** Your tasks **
1 - In the cricket article, what were Ali's match figures?
2 - Give the part of the cricket article that opens with the words containing "Replacing Swann was" and closes with "horrific Ashes tour." again, swapping "horrific" for "disastrous".

** Excerpt to read **
Five-wicket Test haul

Ali's second innings figures of 6-67, his first five-wicket Test haul, simply blew away an Indian side who are historically very adept at playing spin bowling, even on helpful pitches. He also grabbed two wickets in the first innings to leave him with match-figures of 8-129. It is also worth noting that some of the players he dismissed were not just tailenders. Highly rated players such as Virat Kohli were his victims.

Although Ali still has a long way to go before he is regarded as a front-line Test match spin bowler this performance now begs the question whether England will be looking to employ a specialist spinner in future Test matches, certainly short-term anyway. There is no doubt there is a lot of work to do in the spin department in England but that will be more of a short to long-term issue for the ECB.

Moeen has definitely grown in confidence over the summer and this Test match could be a turning point in his career as a spin bowler. Cook himself has become more confident in using the Worcestershire player, whereas earlier in the summer you sensed a real reluctance from the England captain to use him at all. Perhaps Cook's own upturn in form and fortune, and therefore confidence, has inadvertently helped Ali.

Ideally England would like to have discovered a spin bowler who could step straight into Test match cricket but the fact that Ali is having to learn on the job is not necessarily the worst position to be in. He could well learn faster because of it.


Replacing Swann was never going to be easy, given his fantastic record at International level, but it was almost as if England were sent into a state of panic when Swann dramatically left their horrific Ashes tour.

Now, without getting too carried away, there is reason for optimism for England's supporters and Swann's retirement can be now put behind them.

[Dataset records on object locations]
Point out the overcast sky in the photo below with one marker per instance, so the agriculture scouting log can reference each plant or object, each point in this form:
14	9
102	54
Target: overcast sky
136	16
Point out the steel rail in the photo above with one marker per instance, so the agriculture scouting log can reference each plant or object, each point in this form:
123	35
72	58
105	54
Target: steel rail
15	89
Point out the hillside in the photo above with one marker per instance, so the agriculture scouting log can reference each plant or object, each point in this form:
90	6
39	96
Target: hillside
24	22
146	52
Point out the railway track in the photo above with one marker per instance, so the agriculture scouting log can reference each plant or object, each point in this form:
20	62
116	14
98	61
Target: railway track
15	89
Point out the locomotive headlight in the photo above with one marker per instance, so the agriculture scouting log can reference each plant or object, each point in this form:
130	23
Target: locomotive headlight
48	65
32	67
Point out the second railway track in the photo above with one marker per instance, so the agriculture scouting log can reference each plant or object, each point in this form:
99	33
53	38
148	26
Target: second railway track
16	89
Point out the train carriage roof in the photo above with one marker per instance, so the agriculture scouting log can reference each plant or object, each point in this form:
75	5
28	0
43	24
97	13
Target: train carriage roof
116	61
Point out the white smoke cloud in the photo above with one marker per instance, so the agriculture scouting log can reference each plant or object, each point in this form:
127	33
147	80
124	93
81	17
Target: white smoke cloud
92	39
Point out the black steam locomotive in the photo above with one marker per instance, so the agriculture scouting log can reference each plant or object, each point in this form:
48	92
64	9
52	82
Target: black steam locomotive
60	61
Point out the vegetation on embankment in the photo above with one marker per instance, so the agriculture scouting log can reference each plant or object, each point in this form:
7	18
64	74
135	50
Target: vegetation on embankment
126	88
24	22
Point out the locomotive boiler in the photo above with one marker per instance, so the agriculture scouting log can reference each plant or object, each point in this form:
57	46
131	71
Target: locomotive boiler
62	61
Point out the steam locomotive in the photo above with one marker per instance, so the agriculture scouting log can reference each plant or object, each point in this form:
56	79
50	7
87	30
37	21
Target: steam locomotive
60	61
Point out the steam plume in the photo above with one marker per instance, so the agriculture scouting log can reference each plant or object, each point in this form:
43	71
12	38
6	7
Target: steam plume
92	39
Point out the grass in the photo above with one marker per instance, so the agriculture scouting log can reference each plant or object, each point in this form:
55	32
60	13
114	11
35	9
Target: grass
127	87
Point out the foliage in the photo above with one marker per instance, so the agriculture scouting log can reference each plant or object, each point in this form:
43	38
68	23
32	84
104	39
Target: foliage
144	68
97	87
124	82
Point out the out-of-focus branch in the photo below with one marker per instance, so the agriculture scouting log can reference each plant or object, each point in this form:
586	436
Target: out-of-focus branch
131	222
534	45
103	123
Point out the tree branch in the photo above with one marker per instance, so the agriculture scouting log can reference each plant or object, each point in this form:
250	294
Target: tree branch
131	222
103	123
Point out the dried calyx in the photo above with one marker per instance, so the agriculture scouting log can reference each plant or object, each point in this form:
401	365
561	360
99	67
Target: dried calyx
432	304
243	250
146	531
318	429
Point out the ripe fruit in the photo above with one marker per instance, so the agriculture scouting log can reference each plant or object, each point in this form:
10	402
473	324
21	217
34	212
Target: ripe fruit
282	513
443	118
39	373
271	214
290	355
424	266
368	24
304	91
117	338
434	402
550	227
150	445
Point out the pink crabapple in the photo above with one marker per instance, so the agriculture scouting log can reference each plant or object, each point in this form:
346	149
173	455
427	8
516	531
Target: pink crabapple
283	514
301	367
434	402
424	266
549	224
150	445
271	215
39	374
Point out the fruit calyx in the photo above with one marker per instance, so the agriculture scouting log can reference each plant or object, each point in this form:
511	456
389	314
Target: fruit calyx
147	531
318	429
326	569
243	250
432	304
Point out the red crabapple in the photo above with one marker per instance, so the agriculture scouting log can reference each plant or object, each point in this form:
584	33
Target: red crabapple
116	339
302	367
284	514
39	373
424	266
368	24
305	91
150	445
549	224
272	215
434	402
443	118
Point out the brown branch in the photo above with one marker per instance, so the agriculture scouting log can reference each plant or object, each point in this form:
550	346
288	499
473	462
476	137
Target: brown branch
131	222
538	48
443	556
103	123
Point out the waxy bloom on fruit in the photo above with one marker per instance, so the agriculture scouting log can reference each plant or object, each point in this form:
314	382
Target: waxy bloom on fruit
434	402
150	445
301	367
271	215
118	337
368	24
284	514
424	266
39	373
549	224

...

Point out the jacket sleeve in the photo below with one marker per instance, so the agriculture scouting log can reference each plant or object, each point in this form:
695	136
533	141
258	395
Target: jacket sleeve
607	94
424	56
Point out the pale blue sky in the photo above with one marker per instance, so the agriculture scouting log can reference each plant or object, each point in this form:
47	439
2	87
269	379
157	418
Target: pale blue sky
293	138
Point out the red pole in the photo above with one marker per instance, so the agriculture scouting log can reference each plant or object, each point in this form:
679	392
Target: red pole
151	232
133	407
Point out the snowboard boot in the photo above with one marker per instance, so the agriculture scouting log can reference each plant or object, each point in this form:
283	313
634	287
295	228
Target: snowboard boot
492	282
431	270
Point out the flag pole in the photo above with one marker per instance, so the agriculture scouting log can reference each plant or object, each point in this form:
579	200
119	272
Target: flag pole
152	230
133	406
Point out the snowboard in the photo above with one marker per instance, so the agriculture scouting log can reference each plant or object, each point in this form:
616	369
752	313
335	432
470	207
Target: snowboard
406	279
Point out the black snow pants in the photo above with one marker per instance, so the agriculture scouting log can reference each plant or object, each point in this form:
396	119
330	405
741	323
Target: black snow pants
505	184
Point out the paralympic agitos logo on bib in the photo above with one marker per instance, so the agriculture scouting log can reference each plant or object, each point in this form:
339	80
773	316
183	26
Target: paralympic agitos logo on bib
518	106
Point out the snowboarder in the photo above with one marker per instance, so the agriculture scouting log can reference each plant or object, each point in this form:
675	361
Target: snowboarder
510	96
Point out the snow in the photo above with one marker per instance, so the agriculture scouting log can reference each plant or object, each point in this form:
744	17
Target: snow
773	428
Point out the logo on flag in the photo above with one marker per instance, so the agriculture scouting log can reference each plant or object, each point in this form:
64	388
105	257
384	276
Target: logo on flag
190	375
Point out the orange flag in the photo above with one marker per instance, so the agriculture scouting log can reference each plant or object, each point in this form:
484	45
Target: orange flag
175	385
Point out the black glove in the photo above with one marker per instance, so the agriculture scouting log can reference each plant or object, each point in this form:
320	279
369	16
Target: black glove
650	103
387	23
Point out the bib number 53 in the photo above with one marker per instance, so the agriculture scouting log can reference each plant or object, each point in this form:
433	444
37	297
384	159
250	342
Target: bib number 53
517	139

** Answer list **
1 - 8-129

2 -
Replacing Swann was never going to be easy, given his fantastic record at International level, but it was almost as if England were sent into a state of panic when Swann dramatically left their disastrous Ashes tour.